_Work to complete_:
Locate all lines in the data below that hold "blue" and show them.

Stored records:
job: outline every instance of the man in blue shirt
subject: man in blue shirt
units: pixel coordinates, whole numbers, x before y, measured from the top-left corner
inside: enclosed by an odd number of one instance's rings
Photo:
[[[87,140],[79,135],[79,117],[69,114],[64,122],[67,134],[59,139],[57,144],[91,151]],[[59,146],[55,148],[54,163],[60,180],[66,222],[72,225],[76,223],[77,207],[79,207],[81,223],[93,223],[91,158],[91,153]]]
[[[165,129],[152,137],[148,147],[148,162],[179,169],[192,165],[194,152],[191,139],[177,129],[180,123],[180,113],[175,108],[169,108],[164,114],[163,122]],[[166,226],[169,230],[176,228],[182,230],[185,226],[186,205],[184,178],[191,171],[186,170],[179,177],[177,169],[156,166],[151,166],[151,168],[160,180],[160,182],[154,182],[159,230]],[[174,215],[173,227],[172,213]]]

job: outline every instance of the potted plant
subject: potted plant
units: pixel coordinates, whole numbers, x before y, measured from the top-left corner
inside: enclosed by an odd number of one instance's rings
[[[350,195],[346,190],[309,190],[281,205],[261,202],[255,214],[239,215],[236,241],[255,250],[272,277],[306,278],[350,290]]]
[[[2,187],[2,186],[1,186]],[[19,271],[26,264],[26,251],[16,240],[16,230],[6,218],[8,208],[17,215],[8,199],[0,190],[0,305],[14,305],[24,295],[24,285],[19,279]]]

_Exercise response_:
job: outline every instance of the man in blue shirt
subject: man in blue shirt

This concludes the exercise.